_Task goal_:
Gather each line below that contains the word "front" and copy it in full.

--- START Given data ---

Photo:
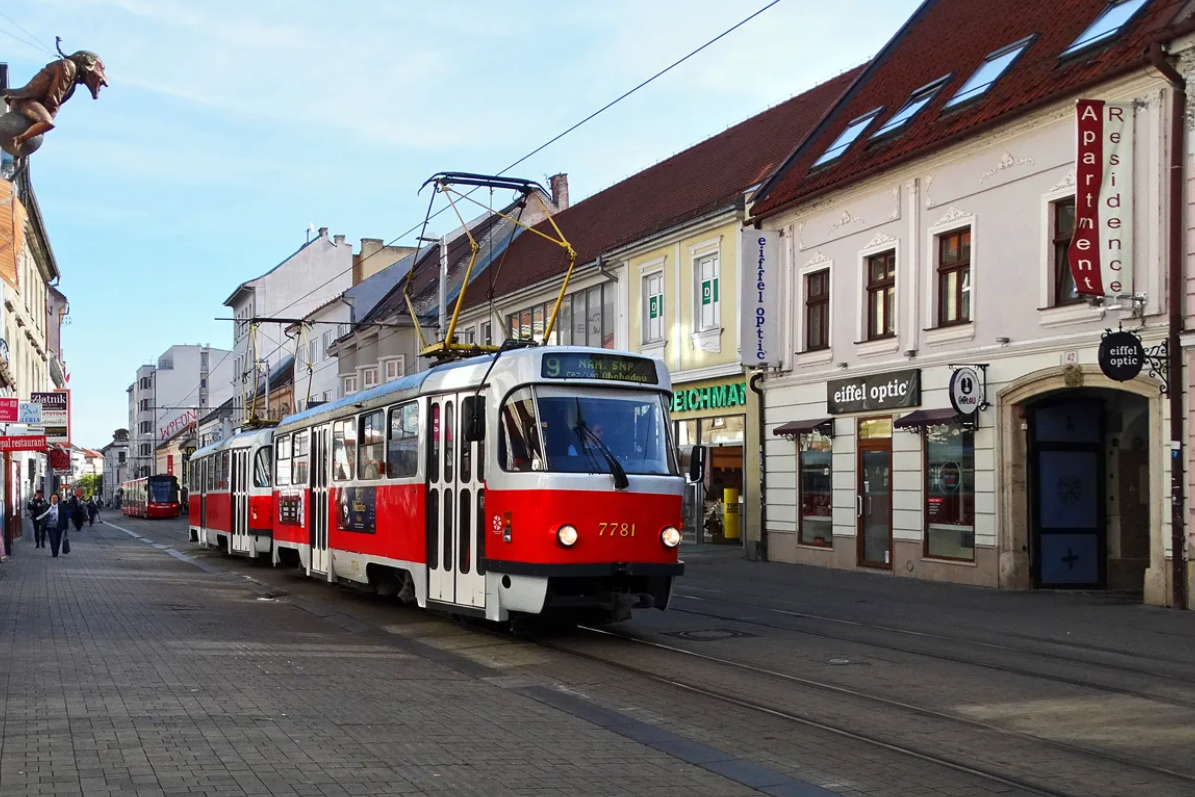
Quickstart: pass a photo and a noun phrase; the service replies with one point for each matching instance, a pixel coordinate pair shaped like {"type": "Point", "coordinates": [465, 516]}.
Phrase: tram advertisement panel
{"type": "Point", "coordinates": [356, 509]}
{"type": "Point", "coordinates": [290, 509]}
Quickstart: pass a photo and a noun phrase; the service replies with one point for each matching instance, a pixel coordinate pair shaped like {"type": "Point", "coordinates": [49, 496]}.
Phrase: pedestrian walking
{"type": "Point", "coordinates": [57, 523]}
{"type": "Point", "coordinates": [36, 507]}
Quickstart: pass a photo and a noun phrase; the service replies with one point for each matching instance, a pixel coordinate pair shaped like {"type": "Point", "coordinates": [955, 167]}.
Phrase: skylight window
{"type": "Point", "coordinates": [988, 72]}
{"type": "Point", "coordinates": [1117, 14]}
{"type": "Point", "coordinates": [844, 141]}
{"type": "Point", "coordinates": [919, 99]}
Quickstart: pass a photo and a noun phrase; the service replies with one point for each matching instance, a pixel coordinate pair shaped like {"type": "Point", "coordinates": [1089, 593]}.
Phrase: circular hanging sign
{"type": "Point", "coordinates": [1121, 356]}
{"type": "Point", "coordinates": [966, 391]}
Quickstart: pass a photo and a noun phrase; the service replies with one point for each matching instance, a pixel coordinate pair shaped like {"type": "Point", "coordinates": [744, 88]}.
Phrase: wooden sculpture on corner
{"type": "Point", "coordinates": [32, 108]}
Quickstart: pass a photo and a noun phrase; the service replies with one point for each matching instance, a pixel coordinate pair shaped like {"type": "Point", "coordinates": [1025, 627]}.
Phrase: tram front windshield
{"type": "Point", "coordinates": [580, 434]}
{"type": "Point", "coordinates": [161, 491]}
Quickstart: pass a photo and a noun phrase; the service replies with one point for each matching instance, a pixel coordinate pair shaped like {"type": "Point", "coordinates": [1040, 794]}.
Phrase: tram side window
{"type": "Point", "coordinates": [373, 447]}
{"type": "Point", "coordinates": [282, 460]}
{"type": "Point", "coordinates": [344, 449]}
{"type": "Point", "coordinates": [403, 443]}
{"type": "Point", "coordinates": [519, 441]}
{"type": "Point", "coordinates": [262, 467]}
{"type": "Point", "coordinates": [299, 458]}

--- END Given data ---
--- START Given data ---

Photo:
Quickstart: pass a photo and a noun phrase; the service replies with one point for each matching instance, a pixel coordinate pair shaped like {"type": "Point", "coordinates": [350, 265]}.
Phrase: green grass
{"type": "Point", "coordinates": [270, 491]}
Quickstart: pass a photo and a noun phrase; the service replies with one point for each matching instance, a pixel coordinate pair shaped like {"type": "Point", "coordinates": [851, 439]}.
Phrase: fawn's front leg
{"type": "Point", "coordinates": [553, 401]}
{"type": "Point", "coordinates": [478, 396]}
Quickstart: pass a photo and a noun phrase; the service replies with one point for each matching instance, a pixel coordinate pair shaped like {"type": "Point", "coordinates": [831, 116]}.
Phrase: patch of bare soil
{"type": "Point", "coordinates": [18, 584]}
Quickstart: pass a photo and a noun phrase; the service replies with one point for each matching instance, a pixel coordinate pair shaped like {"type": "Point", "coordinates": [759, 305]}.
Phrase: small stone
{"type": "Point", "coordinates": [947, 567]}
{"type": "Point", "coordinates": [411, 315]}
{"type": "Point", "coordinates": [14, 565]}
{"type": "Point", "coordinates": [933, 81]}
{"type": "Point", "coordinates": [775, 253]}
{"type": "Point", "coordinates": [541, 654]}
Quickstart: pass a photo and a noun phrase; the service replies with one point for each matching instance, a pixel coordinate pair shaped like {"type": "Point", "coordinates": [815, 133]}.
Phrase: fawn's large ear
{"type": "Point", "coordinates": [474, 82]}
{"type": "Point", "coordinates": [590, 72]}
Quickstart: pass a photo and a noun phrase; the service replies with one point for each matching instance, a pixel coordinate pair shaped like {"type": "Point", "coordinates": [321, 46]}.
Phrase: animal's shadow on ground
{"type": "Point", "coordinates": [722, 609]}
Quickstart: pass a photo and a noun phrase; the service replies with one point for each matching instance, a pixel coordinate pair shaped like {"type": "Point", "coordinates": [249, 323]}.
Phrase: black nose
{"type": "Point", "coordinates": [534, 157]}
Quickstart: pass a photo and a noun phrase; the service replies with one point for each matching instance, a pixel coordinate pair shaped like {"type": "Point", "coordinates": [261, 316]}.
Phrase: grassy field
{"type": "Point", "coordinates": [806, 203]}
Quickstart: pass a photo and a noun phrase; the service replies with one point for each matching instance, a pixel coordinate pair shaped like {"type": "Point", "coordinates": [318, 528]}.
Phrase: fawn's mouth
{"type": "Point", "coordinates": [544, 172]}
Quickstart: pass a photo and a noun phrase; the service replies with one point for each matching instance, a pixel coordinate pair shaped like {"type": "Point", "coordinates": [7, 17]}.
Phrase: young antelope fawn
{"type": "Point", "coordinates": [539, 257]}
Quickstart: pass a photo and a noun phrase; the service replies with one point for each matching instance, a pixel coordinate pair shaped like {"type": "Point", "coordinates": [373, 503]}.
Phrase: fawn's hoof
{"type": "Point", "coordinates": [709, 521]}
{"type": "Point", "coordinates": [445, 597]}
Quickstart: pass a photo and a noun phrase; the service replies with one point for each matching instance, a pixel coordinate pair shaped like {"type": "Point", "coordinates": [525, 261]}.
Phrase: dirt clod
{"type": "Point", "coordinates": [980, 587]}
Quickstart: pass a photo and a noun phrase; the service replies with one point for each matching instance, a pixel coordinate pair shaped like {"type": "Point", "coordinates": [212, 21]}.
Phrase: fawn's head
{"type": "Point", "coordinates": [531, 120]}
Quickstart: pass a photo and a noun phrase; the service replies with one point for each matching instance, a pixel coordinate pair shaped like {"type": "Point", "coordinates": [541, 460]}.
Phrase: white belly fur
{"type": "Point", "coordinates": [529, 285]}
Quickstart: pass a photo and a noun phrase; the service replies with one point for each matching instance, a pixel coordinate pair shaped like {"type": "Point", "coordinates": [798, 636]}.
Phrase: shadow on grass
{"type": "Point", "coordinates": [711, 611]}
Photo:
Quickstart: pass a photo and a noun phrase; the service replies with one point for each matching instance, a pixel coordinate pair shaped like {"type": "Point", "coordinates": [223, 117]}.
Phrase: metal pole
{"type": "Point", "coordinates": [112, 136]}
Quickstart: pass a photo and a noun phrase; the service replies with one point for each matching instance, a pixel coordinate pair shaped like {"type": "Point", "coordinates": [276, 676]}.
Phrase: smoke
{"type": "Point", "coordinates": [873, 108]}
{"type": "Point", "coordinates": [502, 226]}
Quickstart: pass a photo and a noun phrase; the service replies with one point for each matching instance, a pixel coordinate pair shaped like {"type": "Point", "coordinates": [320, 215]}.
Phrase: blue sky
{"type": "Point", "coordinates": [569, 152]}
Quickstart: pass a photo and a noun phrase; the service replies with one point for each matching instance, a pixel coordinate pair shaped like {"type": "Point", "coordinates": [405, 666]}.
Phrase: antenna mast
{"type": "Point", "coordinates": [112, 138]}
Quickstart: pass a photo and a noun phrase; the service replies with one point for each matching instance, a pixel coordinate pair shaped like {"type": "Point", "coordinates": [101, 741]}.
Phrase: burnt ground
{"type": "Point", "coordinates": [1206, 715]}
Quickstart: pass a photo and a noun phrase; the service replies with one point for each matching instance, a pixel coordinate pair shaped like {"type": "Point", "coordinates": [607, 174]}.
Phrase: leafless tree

--- END Given data ---
--- START Given data ---

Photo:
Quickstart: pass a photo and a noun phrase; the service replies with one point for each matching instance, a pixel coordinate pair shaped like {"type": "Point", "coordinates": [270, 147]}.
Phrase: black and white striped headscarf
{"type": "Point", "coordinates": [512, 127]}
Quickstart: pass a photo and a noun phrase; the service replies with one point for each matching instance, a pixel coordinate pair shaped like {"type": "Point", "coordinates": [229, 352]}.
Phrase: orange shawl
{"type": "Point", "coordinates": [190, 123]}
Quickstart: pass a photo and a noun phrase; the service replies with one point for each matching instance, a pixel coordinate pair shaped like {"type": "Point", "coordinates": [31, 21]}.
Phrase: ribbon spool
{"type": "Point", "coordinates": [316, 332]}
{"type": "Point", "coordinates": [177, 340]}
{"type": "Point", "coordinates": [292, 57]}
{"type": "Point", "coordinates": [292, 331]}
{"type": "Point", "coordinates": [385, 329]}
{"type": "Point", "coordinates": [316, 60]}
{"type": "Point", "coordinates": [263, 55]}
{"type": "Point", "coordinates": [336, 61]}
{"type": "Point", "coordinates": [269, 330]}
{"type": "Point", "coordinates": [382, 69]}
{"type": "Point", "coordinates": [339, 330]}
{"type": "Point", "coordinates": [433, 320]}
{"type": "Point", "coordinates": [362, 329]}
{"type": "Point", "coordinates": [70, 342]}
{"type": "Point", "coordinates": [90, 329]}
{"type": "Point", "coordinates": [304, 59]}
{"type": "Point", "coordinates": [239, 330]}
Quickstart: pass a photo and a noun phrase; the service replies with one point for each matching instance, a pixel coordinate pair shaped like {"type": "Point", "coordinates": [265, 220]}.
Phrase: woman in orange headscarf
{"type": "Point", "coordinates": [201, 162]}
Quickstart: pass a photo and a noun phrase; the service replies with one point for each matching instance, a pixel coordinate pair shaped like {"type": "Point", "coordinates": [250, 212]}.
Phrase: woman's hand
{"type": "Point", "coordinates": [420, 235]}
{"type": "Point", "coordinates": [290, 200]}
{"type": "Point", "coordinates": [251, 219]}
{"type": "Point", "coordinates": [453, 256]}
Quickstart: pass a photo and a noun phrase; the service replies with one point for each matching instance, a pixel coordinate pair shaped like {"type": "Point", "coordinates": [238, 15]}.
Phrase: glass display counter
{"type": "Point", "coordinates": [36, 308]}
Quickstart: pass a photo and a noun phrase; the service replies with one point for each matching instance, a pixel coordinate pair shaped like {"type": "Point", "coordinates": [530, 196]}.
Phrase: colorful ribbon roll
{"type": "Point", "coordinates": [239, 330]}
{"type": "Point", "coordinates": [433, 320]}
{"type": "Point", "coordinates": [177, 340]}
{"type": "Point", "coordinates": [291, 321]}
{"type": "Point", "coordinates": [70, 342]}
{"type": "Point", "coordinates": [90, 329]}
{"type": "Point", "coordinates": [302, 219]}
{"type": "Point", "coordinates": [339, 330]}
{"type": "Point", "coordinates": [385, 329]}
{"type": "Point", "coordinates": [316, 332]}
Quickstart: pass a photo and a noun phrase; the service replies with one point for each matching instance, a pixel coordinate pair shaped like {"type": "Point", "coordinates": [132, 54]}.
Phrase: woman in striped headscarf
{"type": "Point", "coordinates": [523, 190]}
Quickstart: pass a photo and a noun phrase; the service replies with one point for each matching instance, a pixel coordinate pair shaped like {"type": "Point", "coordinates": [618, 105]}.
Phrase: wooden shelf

--- END Given data ---

_Solution to the problem_:
Phrase: tram front windshield
Phrase: fawn's front leg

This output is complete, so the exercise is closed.